Introduction: Automated Chessboard
I like playing chess game and up to now I played a lot on the Internet or with different Apps. But I was frustrated to pass all this time behind a screen.
I started to look into the electronic chess games, but I rapidly realize that the best choice was to do it by myself. I took time to learn about AI, game engine, chess pieces detection to finally design my own chess game.
So, this Instructable describes an automated chessboard with two game modes. The first one, Human vs Human, with a control of the chess pieces displacements. The second one, Human vs Computer, with an automatic chess pieces movement for the computer player. The computer player chess pieces have a phantom displacement thanks to a hidden moving mechanism.
The automated chess board is composed of an XY table with an electromagnet on the moving trolley. The chessboard is placed above the XY table and the chess pieces are equipped with magnets. When the electromagnet is below the chess piece a magnetic contact can be generated through the chessboard, so that the chess piece follows the trolley when it moves.
LCD screen and arcade buttons are added to interact with the players (select the game modes, timer control, inform about the events…)
──────
:: REQUIRED ACTIONS ::
A) List every subject that the automated chessboard introduction says the author took time to learn about before designing the game.
B) From the automated chessboard introduction, reproduce the passage starting with "Introduction: Automated Chessboard" and going on through "behind a screen.".

:: MATERIAL PROVIDED ::
──────
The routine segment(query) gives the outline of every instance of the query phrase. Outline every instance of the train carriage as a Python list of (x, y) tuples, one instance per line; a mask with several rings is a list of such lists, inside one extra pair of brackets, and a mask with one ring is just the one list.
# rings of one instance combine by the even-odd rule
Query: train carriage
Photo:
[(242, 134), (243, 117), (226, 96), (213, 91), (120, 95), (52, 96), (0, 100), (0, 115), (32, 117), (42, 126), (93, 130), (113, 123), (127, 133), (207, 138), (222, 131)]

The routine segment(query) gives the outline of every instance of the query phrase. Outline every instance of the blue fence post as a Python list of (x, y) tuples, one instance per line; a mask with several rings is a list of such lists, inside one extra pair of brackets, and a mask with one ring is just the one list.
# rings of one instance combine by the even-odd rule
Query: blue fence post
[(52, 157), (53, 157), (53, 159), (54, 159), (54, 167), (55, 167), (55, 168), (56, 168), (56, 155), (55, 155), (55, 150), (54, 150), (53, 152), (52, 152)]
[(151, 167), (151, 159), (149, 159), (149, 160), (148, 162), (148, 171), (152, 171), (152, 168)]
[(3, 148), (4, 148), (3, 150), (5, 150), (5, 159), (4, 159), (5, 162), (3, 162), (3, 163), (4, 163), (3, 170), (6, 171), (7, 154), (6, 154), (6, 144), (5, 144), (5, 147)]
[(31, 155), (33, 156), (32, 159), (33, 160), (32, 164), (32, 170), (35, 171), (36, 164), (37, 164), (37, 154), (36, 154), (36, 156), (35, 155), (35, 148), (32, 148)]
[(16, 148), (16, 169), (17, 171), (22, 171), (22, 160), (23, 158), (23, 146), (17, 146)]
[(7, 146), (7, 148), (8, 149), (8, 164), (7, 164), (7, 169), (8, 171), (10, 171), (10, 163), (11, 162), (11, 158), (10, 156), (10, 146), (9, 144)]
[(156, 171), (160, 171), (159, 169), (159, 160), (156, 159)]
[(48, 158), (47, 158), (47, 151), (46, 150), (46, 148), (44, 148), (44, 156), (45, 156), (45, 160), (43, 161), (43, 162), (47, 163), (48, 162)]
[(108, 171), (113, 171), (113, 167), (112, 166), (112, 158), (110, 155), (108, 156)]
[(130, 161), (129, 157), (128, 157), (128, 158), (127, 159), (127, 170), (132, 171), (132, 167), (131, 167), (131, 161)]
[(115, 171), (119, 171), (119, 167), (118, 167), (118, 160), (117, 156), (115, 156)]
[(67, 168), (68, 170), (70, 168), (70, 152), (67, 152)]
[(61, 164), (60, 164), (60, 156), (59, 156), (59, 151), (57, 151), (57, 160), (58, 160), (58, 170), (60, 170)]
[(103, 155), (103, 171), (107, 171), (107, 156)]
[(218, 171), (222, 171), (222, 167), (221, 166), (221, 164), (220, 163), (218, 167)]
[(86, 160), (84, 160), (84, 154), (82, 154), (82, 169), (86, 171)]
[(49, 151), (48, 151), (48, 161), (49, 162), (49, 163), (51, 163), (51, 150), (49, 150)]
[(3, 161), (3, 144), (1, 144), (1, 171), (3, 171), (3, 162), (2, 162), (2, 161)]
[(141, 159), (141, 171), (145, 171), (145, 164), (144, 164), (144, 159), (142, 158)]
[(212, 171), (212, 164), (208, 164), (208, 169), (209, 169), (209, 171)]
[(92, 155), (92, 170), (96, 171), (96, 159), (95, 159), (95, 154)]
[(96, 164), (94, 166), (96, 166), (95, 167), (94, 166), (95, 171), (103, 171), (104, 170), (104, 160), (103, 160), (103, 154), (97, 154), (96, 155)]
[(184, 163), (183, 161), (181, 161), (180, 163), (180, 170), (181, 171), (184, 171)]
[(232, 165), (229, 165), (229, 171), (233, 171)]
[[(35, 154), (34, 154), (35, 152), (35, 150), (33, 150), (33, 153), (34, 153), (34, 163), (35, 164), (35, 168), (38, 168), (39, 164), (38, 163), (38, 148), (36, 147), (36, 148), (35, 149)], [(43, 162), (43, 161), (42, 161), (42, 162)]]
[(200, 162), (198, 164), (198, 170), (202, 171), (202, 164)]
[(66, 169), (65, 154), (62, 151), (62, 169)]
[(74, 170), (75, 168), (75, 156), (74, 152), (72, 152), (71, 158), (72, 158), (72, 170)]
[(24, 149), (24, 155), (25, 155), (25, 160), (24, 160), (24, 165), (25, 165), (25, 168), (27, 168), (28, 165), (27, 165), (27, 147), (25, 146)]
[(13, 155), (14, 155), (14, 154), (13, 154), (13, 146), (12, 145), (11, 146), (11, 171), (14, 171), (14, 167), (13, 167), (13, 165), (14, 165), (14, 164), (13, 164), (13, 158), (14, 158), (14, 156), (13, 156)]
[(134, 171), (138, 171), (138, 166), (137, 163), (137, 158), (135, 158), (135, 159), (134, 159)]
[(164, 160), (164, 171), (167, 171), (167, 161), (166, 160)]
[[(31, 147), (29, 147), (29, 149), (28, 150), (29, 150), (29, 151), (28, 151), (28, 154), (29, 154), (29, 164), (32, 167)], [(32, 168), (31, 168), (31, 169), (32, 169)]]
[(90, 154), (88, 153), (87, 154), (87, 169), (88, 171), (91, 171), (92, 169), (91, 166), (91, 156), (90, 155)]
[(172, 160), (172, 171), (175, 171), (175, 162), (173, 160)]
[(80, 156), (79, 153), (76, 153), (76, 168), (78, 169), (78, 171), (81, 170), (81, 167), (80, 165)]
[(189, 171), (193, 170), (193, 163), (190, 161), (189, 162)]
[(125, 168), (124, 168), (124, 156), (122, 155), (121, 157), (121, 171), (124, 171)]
──────
:: ANSWERS ::
A) AI, game engine, chess pieces detection

B)
Introduction: Automated Chessboard
I like playing chess game and up to now I played a lot on the Internet or with different Apps. But I was frustrated to pass all this time behind a screen.